** Begin GIVEN PASSAGE **

How to delete the oldest directory in a given directory?
Solution 1
Parsing the output of ls
is not reliable.
Instead, use find
to locate the directories and sort
to order them by timestamp. For example:
IFS= read -r -d $'\0' line < <(find . -maxdepth 1 -type d -printf '%T@ %p\0' \
2>/dev/null | sort -z -n)
file="${line#* }"
# do something with $file here
What is all this doing?
First, the find
commands locates all directories in the current directory (.
), but not in subdirectories of the current directory (-maxdepth 1
), then prints out:
- A timestamp
- A space
- The relative path to the file
- A NULL character
The timestamp is important. The %T@
format specifier for -printf
breaks down into T
, which indicates "Last modification time" of the file (mtime) and @
, which indicates "Seconds since 1970", including fractional seconds.
The space is merely an arbitrary delimiter. The full path to the file is so that we can refer to it later, and the NULL character is a terminator because it is an illegal character in a file name and thus lets us know for sure that we reached the end of the path to the file.
I have included 2>/dev/null
so that files which the user does not have permission to access are excluded, but error messages about them being excluded are suppressed.
The result of the find
command is a list of all directories in the current directory. The list is piped to sort
which is instructed to:
-
-z
Treat NULL as the line terminator character instead of newline. -
-n
Sort numerically
Since seconds-since-1970 always goes up we want the file whose timestamp was the smallest number. The first result from sort
will be the line containing the smallest numbered timestamp. All that remains is to extract the file name.

** End GIVEN PASSAGE **

### [OBJECTIVE A]
In the passage on deleting the oldest directory, what does the @ in the %T@ format specifier indicate?
### [OBJECTIVE B]
Can you continue the passage on deleting the oldest directory from its final sentence onward?

** Begin DATA EXCERPTS **

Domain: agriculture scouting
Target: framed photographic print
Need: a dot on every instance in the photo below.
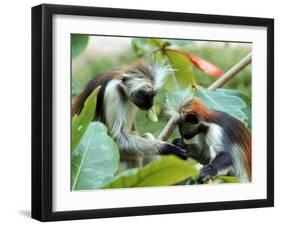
(146, 112)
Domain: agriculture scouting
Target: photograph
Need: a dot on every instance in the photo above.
(156, 111)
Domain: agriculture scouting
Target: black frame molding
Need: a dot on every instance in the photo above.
(42, 111)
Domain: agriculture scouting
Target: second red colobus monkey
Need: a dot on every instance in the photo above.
(224, 142)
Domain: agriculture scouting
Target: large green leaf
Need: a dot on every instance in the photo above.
(80, 122)
(168, 170)
(78, 44)
(224, 102)
(248, 109)
(183, 72)
(95, 160)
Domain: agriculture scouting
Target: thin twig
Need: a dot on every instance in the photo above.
(171, 125)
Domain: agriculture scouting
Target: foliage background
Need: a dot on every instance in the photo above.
(105, 53)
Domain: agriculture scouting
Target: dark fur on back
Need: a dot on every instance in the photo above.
(236, 133)
(100, 79)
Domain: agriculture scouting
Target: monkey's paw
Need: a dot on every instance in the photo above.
(207, 173)
(169, 149)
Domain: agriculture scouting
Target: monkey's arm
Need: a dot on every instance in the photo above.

** End DATA EXCERPTS **

### [EXERCISE OUTPUT A]
"Seconds since 1970," including fractional seconds.

### [EXERCISE OUTPUT B]
The results of the find
, sort
pipeline is passed via process substitution to read
, where it is read as if it were a file on stdin.
In the context of read
we set the IFS
variable to nothing, which means that whitespace won't be inappropriately interpreted as a delimiter. read
is told -r
, which disables escape expansion, and -d $'\0'
, which makes the end-of-line delimiter NULL, matching the ouput from our find
, sort
pipeline.
The first chunk of data, that represents the oldest directory path preceded by its timestamp and a space, is read into the variable line
. Next, parameter substitution is used with the expression #*
, which simply replaces all characters from the beginning of the string up to the first space, including the space, with nothing. This strips off the modification timestamp, leaving only the full path to the file.
At this point the file name is stored in $file
and you can do anything you like with it, including rm -rf "$file"
.
Isn't there a simpler way?
No. Simpler ways are buggy.
If you use ls -t
and pipe to tail
you'll break on files with newlines in the file names. If you rm $(anything)
then files with whitespace in the name will cause breakage. If you rm "$(anything)"
then files with trailing newlines in the name will cause breakage.
Perhaps in specific cases you know for sure that a simpler way is sufficient, but you should never write assumptions like that in to scripts if you can avoid doing so.
Edit
#!/usr/bin/env bash
dir="$1"
min_dirs=3
[[ $(find "$dir" -maxdepth 1 -type d | wc -l) -ge $min_dirs ]] &&
IFS= read -r -d $'\0' line < <(find "$dir" -maxdepth 1 -printf '%T@ %p\0' 2>/dev/null | sort -z -n)
file="${line#* }"
ls -lLd "$file"
A more complete solution to the problem, since it checks the dir count first.
Solution 2
you can use something like the folliwing:
#!/bin/sh
keep=3
while [ `ls -1 | wc -l` -gt $keep ]; do
oldest=`ls -c1 | head -1`
echo "remove $oldest"
rm -rf $oldest
done
it might be better to use find . -type d -maxdepth 1
instead of ls
though. it depends on the naming schema you use for the directories. if they are naturally sorted correctly by their name you can use find
, sort
and head
or tail
to get the oldest/newest directory. the ls
approach uses the ctime attribute to sort.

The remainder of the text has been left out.